We had recently broken up and moved into the awkward stage, which for me, was numb and slightly bitter.  I had to see them in eighth hour AP U.S. History, but I just kept my head down, and that was fine.  It was March or so and we had just studied World War II.  A’s grandfather had been a U.S. soldier involved in the liberation efforts, and he had brought home a Nazi flag from the liberation.  A got permission to show it in class.  Seeing the black symbol on that red flag made me sick- physically nauseous- to think of what it stood for.  His best friend, C, casually asked me about it in Drivers’ Ed. class that night, so I told him.  And two days later I was (wrongly) accused of calling A’s grandfather a Nazi.

Would a “sensitive” person feel sick, knowing the lives that were tortured and destroyed at the hands of those that wore that symbol, when seeing it?

I worked all day.  Had four hours of musical rehearsal.  It was late at night, and since we had grudgingly accepted our familial responsibility to pick my grandparents, aunt, and cousins up at the airport since no one else was available, I had gotten a rather unpleasant and highly miserable sinus infection.  We sat for two hours late at night outside the baggage claim waiting.  We couldn’t reach anyone.  Around midnight we got a call from my aunt- “Oh, you didn’t get the message?  I called (my husband) when the plane was late to let him know and asked him to call you!”  He called our house… even though my dad had checked with my grandfather to be sure that he had my mom’s cell phone number and asserted that my mom and I wouldn’t be home; we’d be coming from musical rehearsal.  So we sat for two hours waiting for them because they didn’t let the person that was picking them up know that their plane was late.  

Would a “sensitive” person not get in contact with the ride that is waiting for them at the airport?

I most recently worked on the musical production Once Upon a Mattress, which for those of you who are unfamiliar with it, is a musical adaptation of “The Princess and the Pea.”  I played the cruel Queen Aggravain who did all in her power to prevent her son from marrying and taking the throne from her.  My character sang a song called “Sensitivity,” because she claimed that putting a pea under twenty soft, downy mattresses tests for sensitivity, and it got me thinking about being “sensitive.”

My voice teacher always tells me “You’re so sensitive.”  But then he always clarifies what he means by that.  Somehow in today’s society, the idea has crept up that if you’re “sensitive” you’re a whiny cry-baby that can’t take a joke and always has to get his way.  I think that’s a very “little kid” understanding of what sensitivity is.  When my teacher clarifies, he says, “You’re always in tune with your thoughts and feelings and those of others.”  That’s a much more grown-up outlook on sensitivity.

Males, especially, in today’s American society are expected to be “tough” and “macho” and “not a pussy.”  They’re told they’re weak or teased about being gay if they show their emotions (this is not me saying there’s something wrong with being gay).  But what’s so wrong with a guy being sensitive?  What’s so wrong about a guy knowing how he feels and not being afraid of expressing it?  What’s so wrong about a guy caring about other people’s feelings?  I, for one, love guys like that.  Guys like that don’t stifle their women.  Guys like that are likely to be good fathers who know how to teacher their children how to love and respect others.  Why is that so bad?

MATERIAL SHOWN →

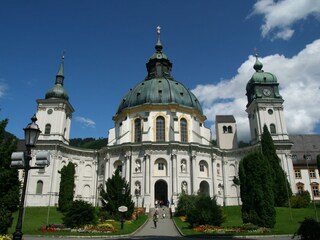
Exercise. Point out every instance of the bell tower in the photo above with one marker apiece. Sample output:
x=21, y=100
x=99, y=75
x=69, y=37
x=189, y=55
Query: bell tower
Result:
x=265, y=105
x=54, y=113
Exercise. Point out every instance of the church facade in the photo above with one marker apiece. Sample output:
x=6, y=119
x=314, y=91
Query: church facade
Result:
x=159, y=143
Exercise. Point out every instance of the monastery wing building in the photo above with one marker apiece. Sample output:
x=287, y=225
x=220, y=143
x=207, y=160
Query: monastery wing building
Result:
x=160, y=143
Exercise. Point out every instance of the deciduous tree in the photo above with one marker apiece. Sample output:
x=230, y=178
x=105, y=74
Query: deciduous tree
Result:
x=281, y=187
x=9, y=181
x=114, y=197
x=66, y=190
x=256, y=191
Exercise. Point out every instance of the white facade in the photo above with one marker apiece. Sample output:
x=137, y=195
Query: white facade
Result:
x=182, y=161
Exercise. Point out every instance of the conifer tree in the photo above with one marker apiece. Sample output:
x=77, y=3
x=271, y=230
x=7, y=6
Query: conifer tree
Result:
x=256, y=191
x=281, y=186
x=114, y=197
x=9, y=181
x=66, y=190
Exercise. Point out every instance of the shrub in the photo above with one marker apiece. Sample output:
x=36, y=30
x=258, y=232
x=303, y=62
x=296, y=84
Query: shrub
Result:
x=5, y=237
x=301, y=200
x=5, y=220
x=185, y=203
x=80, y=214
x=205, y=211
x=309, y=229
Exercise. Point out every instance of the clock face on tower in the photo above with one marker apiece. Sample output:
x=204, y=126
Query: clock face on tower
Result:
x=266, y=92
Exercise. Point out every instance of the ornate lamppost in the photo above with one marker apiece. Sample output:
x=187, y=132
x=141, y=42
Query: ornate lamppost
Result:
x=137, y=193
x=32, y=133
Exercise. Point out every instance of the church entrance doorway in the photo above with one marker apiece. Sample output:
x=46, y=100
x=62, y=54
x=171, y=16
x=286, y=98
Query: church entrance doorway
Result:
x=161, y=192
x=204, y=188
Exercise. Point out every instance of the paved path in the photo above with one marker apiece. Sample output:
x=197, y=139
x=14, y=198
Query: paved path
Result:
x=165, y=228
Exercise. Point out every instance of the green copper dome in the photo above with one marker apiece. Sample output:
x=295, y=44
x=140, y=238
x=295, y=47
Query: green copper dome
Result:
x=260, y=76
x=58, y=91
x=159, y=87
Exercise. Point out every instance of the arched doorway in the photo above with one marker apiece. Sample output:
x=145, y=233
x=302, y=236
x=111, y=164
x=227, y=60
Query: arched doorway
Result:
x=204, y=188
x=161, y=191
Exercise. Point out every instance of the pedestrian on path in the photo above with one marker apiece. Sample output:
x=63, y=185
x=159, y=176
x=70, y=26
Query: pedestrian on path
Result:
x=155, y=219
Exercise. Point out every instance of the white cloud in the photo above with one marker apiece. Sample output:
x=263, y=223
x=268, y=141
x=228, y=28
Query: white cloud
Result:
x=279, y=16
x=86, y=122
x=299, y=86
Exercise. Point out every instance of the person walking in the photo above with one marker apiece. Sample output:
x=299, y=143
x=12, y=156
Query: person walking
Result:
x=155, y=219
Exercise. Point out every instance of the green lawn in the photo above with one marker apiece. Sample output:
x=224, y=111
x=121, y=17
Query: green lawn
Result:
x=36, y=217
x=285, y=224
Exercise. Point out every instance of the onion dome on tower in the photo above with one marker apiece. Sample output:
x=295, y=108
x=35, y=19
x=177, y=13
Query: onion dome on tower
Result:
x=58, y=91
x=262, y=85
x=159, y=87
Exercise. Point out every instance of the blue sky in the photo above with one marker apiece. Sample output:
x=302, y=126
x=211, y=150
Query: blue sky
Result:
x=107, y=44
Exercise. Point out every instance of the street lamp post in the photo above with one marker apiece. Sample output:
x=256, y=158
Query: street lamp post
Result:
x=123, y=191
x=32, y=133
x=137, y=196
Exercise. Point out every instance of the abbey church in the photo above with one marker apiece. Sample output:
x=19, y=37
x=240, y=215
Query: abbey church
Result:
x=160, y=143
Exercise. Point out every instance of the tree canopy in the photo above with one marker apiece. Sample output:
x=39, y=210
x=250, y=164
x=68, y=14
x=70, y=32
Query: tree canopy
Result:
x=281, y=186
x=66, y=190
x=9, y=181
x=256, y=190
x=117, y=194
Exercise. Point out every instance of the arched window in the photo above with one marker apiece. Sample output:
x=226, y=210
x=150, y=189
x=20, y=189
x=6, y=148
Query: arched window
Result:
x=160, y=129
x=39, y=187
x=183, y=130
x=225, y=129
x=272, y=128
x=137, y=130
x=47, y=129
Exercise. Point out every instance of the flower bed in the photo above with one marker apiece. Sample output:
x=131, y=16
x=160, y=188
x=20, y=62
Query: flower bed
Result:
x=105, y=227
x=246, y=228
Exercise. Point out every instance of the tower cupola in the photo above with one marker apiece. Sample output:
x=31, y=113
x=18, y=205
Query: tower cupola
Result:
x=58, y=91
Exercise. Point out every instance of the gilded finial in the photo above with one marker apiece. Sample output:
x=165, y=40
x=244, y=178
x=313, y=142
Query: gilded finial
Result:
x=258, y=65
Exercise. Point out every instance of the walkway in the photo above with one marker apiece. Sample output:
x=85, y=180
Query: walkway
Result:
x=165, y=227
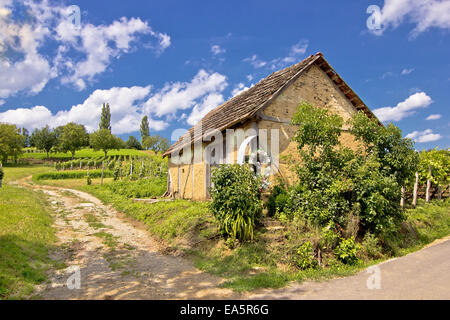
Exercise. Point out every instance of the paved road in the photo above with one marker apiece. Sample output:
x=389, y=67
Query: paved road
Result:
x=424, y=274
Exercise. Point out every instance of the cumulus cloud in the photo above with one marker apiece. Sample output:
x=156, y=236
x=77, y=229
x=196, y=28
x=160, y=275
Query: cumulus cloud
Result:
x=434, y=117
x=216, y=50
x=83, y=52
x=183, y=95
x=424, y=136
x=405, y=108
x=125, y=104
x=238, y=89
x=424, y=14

DIRECTIONS FOR THIS TASK → List every relative the piece on sensitivity says was to be picked up at the airport. Answer using only the piece on sensitivity.

TASK ANSWER →
- Grandparents
- Aunt
- Cousins